* _What is expected_:
Copy the listing from the line containing "the form [336,210]." through the end of the listing, leaving the requests and their sample coordinates unchanged. Scale every coordinate in the answers by 2.6, rounding to whole numbers with halves rounded up.

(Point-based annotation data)
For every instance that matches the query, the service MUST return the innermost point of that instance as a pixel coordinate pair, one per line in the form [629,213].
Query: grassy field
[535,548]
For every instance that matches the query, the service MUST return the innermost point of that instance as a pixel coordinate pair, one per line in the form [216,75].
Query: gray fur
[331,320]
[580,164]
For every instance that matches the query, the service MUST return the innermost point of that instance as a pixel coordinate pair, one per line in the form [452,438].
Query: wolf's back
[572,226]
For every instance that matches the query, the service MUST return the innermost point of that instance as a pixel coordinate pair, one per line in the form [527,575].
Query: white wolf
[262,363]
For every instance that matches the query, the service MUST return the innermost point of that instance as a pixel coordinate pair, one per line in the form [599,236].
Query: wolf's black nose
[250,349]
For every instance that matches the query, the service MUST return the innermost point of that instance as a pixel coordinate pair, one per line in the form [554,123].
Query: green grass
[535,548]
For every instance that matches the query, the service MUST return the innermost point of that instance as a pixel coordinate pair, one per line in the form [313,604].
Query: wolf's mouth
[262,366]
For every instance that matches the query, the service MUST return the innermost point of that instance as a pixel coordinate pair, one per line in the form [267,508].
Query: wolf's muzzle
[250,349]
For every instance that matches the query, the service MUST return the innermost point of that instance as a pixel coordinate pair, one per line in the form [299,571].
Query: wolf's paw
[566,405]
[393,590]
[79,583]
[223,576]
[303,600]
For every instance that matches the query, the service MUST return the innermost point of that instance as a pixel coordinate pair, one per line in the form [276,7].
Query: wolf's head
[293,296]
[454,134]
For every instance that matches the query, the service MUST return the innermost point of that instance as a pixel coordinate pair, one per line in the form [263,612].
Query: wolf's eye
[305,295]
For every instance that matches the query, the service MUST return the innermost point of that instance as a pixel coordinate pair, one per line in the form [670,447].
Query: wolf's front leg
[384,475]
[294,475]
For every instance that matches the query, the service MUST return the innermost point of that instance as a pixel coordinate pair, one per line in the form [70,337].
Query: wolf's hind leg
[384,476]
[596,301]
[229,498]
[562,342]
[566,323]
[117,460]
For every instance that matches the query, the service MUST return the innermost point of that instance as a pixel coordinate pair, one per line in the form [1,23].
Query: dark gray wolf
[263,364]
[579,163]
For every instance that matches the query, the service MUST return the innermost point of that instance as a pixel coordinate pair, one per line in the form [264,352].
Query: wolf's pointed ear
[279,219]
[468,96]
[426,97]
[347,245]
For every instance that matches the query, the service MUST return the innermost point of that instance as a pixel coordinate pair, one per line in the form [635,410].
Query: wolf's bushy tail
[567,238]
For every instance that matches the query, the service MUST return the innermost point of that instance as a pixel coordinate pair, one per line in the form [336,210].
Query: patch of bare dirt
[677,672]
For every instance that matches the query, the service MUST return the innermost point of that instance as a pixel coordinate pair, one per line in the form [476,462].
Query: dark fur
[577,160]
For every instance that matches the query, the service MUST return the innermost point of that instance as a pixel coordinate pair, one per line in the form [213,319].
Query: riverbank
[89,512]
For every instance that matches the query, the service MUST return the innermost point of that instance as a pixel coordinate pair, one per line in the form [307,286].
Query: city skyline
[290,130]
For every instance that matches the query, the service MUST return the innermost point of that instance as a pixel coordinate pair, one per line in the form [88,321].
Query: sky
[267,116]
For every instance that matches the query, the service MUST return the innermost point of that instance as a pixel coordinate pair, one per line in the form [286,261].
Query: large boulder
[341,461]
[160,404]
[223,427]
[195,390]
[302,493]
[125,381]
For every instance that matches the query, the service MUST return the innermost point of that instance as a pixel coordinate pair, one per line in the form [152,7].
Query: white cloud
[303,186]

* _Worked solution_:
For every instance that matches the query, the service MUST return the innermost point of that instance as a pixel coordinate pair, one per line in the form [336,210].
Query: patch of bare dirt
[1760,1747]
For every instance that matches the query, the service MUST return the innermost point of that instance as a pixel coordinate pair, one per line in the form [476,462].
Query: dark fur
[1500,416]
For every instance that matches the query, the service MUST return the innermost point of that instance as a pixel coordinate pair, one per line in the form [213,319].
Query: riverbank
[231,1331]
For every instance that matches the query, the service MUST return the innermost point of that instance as a pixel coordinate pair, one per line in the form [307,286].
Query: city skyline
[754,338]
For every instance that matches the query, the service MUST return the innermost point of that instance as a pixel coordinate pair, one per line in the form [88,321].
Query: sky
[694,302]
For every instance that matches the query, the service MUST return the innermost point of that instance as a pixel coordinate pair, one per line in the form [286,261].
Query: large boulder
[887,1199]
[416,1050]
[580,1110]
[507,1014]
[785,1282]
[325,991]
For every instance that matches the query, the service MUST return the innermost point of that instance as a pixel coordinate pair, one per line in the form [152,7].
Query: white cloud
[788,484]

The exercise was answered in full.